— begin DOCUMENT TEXT —

The rejection of premise 2 also follows immediately. The only mystery is why the opponent thinks the functionalist should be committed to premise 2 in the first place.4

Here is an analogy. I am a functionalist about computer program execution states. That is, I think a computer program execution state is defined by its role in the causal-functional network of computer behavioral states of the computer it is running on. MS Word running with this text in the buffer is individuated by a long list of facts like, "If I type this sentence in here, it will appear in context in the expected way in the buffer," and so on. (I'm not sure but I think it would actually be nuts not to be a functionalist about computer program execution states.) But now here comes Nagel and he goes, if you're a functionalist about computer program execution states, then you should think that an Apple II can instantiate the execution states of running MS Word on your Windows 10 PC. All you would have to do is describe in suitable terms the causal-functional profile of MS Word on your Windows 10 PC to your Apple II. But you can't do that -- your Apple II can't instantiate the same program execution states as your Windows 10 PC can. For example, it only has 16-color graphics. Word on Windows 10 probably uses the 3D accelerator lol. In fact, you can't even in principle emulate Word on Windows 10 on the Apple II, because of memory limitations -- the Apple II state space is not large enough to accommodate the things you can in principle do in MS Word on Windows 10. But even if you could emulate it, your Apple II would not be in the same program execution states as your Windows 10 PC was, because unlike your Windows 10 PC it would be emulating a Windows 10 PC. Ok but so if Nagel's argument applies with equal force to functionalism about computer programs, which seem like the perfect candidates for functionalist characterization, then it is hard to see how it can be very telling against functionalism about the mind.

— end DOCUMENT TEXT —
— begin INFORMATION SUPPLIED —

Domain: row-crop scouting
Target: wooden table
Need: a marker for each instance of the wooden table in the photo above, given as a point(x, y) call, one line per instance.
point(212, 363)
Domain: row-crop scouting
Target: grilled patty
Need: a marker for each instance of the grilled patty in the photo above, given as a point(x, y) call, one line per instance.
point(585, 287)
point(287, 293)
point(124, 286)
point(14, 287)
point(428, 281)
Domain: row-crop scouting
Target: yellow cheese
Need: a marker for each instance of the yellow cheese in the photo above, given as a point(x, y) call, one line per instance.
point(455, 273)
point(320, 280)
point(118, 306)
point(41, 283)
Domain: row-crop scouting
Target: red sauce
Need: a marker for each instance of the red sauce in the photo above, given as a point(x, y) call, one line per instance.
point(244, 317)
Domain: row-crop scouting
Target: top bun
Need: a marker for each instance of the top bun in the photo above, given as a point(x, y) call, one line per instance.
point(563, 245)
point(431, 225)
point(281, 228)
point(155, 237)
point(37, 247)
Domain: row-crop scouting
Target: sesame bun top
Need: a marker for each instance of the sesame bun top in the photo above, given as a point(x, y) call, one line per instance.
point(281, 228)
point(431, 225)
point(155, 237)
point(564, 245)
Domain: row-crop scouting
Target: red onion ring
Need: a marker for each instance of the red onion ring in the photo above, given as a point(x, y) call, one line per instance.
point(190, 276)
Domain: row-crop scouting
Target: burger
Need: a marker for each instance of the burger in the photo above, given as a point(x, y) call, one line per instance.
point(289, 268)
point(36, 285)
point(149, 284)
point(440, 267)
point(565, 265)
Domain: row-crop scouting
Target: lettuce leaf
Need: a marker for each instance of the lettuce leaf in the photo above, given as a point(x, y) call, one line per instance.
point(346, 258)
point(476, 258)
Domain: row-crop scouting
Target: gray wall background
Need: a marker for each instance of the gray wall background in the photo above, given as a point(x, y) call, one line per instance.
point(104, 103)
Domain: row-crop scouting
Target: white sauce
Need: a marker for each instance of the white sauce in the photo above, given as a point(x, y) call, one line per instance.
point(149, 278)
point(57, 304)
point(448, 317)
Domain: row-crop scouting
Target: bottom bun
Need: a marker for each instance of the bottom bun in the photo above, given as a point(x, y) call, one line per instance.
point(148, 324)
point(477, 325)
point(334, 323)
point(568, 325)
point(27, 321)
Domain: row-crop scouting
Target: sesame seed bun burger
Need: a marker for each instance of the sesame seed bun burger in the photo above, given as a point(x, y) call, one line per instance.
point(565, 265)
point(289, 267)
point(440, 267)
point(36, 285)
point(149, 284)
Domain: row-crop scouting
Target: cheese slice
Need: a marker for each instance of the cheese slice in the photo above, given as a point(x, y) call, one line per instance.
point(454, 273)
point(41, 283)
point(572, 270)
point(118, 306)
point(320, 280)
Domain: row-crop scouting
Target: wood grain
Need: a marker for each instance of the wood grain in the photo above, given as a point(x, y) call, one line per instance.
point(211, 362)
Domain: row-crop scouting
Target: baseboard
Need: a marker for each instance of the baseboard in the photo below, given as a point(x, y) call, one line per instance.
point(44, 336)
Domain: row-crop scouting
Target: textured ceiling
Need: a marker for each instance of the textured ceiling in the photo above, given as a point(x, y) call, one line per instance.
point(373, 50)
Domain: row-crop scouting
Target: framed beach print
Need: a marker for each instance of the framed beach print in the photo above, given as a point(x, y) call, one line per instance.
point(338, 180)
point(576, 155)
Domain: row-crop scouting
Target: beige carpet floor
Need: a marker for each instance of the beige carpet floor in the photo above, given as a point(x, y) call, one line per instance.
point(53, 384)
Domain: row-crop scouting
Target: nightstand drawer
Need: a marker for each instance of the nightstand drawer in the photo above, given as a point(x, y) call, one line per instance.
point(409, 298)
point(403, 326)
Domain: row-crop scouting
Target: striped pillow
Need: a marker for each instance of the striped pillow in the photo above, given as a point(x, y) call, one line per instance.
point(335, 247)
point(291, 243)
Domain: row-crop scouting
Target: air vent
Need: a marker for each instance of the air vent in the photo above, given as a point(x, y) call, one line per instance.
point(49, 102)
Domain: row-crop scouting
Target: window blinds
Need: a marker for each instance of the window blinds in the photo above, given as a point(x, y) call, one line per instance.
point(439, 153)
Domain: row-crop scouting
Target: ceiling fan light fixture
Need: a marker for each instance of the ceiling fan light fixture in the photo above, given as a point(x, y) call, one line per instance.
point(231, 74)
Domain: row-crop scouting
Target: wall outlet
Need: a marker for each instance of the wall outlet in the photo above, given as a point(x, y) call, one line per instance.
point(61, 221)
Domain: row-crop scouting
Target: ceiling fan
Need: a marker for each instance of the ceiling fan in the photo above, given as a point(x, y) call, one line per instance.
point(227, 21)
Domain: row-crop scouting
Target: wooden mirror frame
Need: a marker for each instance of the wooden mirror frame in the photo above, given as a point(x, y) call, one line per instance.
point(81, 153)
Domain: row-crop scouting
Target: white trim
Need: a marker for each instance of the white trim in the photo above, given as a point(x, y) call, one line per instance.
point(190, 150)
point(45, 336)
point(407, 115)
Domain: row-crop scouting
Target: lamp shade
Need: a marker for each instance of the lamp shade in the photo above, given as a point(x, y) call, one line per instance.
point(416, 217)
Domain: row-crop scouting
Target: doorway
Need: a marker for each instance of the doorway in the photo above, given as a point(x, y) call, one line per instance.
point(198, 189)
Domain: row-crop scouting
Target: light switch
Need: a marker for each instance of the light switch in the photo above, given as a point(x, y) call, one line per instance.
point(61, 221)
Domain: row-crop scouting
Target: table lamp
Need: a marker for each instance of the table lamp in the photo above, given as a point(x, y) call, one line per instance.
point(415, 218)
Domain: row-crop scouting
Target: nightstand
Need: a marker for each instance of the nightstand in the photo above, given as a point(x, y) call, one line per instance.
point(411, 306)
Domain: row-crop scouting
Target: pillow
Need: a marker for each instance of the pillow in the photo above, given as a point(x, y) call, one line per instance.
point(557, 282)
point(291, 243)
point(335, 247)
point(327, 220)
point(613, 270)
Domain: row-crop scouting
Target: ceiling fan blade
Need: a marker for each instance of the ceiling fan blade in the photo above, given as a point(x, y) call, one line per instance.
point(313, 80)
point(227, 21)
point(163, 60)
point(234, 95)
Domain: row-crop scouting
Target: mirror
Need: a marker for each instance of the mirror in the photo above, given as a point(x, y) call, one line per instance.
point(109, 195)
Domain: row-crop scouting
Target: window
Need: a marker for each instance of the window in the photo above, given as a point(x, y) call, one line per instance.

— end INFORMATION SUPPLIED —

> JOBS:
a) Answer these from the passage on functionalism, each on its own line:
(i) What does the writer call the only mystery?
(ii) How many colors does the Apple II's graphics have?
(iii) What reason is given for why Word on Windows 10 can't be emulated on the Apple II even in principle?
b) Continue the passage on functionalism, starting after its final sentence.

> ANSWERS FOR THE EXERCISE:
a)
(i) Why the opponent thinks the functionalist should be committed to premise 2 in the first place.
(ii) 16 colors.
(iii) Memory limitations: the Apple II state space isn't large enough to hold everything you can in principle do in MS Word on Windows 10.

b)
  1. I think these arguments are often presented as against "physicalism" or "materialism," an umbrella that may or may not include functionalism. But the application to functionalism is very clean and, in my opinion, very cleanly reveals the weakness of these arguments.

  2. The premises can be put in terms of knowledge -- that if functionalism is true a human can know what a bat's feeling state is like by learning its causal-functional characterization. But the notion of "knowledge" that's being used here is experiential -- to know what a feeling state is like in this sense is to have experiential access to the state or to a suitably analogous feeling state. Thus instead of using the (in this context theoretically unclear) notion of knowledge, we could if we liked restate the premises in terms of a human accessing a suitable analog to a bat feeling state.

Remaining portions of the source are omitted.